— Exercise description —
Lay out the material between the lines holding "Could you provide the mask of every instance of the thin" and "283 8 L 283", inclusive, as a Markdown table with columns Row and Line, numbering each line and leaving out blank lines.

======== Material for this task

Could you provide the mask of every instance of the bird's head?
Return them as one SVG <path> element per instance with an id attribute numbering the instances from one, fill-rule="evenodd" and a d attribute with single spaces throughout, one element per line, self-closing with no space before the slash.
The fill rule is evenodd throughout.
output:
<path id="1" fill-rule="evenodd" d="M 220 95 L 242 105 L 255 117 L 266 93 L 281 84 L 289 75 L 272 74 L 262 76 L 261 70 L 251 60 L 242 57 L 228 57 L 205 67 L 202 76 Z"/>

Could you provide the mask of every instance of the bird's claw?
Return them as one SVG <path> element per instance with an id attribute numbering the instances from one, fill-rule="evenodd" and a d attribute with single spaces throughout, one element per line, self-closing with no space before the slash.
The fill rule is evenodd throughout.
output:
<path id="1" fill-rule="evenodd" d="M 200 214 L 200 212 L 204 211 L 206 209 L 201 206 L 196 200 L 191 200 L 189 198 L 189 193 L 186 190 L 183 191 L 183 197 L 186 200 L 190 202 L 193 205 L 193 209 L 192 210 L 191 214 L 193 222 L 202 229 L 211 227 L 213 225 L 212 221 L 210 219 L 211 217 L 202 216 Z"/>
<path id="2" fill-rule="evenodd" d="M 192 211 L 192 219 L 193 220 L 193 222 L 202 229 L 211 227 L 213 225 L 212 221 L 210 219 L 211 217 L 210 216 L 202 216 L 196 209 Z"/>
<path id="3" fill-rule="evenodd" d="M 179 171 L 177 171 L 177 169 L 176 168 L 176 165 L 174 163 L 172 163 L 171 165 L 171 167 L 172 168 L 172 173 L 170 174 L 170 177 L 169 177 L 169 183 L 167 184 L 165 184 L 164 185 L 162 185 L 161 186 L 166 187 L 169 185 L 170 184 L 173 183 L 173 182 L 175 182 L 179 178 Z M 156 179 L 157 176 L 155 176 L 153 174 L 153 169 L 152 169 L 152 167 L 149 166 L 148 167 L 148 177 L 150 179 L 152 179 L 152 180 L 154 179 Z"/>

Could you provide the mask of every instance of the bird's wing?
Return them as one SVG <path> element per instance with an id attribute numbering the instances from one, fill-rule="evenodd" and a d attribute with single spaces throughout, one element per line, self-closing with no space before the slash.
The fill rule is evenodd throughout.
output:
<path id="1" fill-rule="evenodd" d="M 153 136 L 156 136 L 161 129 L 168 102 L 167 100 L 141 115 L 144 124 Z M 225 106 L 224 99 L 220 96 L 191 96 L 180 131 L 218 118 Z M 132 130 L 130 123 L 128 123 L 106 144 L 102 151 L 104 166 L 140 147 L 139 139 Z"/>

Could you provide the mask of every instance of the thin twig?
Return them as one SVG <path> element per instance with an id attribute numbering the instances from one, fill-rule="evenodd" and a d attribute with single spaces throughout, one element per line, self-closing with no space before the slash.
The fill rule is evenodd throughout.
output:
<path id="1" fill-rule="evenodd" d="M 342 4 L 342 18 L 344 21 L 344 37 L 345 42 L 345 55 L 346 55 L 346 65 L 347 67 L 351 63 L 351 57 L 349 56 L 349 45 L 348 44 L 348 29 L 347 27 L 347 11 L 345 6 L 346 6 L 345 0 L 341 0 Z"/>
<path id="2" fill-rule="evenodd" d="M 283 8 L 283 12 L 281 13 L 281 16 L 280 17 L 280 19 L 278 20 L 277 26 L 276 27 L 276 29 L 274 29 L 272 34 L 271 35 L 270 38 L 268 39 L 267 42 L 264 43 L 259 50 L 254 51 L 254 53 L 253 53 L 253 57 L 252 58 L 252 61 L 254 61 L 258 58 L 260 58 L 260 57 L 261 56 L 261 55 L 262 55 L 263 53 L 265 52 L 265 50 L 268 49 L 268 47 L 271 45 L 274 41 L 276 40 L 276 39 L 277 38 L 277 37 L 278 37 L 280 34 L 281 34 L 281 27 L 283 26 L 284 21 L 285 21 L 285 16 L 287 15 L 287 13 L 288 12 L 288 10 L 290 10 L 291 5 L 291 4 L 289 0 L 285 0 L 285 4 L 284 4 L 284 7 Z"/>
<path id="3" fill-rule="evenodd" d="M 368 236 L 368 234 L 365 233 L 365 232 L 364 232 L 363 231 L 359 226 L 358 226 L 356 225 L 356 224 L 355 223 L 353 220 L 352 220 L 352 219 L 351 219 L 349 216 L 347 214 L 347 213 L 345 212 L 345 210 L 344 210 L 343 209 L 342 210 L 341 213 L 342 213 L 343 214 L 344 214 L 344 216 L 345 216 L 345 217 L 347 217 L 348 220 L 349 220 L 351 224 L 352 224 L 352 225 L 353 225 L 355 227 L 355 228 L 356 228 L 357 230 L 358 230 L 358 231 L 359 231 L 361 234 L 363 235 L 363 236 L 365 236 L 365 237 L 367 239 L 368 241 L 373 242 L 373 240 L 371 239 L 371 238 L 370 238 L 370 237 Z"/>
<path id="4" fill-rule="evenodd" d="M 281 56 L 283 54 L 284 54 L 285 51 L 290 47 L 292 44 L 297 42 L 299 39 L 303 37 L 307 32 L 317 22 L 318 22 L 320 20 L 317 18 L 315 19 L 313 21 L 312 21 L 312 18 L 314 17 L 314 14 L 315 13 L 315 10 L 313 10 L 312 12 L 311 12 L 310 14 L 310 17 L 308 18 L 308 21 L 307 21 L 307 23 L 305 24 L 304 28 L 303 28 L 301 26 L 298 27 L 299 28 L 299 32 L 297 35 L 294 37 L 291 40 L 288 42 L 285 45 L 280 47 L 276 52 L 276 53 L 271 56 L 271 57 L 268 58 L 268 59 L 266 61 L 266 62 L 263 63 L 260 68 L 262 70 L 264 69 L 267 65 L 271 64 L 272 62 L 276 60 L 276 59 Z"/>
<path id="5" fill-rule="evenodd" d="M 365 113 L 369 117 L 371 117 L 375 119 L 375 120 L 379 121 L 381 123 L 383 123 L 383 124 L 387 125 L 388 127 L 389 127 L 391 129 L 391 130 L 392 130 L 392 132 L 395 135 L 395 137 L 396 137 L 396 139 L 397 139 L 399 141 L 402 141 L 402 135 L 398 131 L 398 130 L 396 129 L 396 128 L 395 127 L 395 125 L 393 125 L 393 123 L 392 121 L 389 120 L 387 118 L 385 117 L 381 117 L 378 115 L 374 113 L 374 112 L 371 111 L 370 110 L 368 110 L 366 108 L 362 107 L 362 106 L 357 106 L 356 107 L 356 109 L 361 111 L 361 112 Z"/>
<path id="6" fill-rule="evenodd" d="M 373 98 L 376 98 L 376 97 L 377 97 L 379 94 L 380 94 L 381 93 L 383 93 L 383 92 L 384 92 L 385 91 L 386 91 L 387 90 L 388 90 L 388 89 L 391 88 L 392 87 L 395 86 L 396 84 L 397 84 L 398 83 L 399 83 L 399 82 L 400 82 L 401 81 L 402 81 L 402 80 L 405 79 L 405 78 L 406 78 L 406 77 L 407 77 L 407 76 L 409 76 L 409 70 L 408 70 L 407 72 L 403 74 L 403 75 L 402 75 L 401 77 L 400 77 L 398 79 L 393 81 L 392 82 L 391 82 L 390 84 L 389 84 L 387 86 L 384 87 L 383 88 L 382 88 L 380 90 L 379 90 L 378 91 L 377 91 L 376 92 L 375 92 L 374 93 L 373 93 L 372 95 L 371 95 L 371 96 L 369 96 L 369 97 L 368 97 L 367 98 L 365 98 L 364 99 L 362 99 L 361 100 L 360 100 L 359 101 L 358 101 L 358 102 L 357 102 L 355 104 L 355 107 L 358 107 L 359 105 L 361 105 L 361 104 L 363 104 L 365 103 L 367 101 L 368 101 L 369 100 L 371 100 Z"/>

================

— Exercise output —
| Row | Line |
|---|---|
| 1 | Could you provide the mask of every instance of the thin twig? |
| 2 | Return them as one SVG <path> element per instance with an id attribute numbering the instances from one, fill-rule="evenodd" and a d attribute with single spaces throughout, one element per line, self-closing with no space before the slash. |
| 3 | The fill rule is evenodd throughout. |
| 4 | output: |
| 5 | <path id="1" fill-rule="evenodd" d="M 342 4 L 342 18 L 344 21 L 344 37 L 345 42 L 345 55 L 346 55 L 346 65 L 347 67 L 351 63 L 351 57 L 349 56 L 349 45 L 348 44 L 348 29 L 347 27 L 347 11 L 345 6 L 346 6 L 345 0 L 341 0 Z"/> |
| 6 | <path id="2" fill-rule="evenodd" d="M 283 8 L 283 12 L 281 13 L 281 16 L 280 17 L 280 19 L 278 20 L 277 26 L 276 27 L 276 29 L 274 29 L 272 34 L 271 35 L 270 38 L 268 39 L 267 42 L 264 43 L 259 50 L 254 51 L 254 53 L 253 53 L 253 57 L 252 58 L 252 61 L 254 61 L 258 58 L 260 58 L 260 57 L 261 56 L 261 55 L 262 55 L 263 53 L 265 52 L 265 50 L 268 49 L 268 47 L 271 45 L 274 41 L 276 40 L 276 39 L 277 38 L 277 37 L 278 37 L 280 34 L 281 34 L 281 27 L 283 26 L 284 21 L 285 21 L 285 16 L 287 15 L 287 13 L 288 12 L 288 10 L 290 10 L 291 5 L 291 4 L 289 0 L 285 0 L 285 4 L 284 4 L 284 7 Z"/> |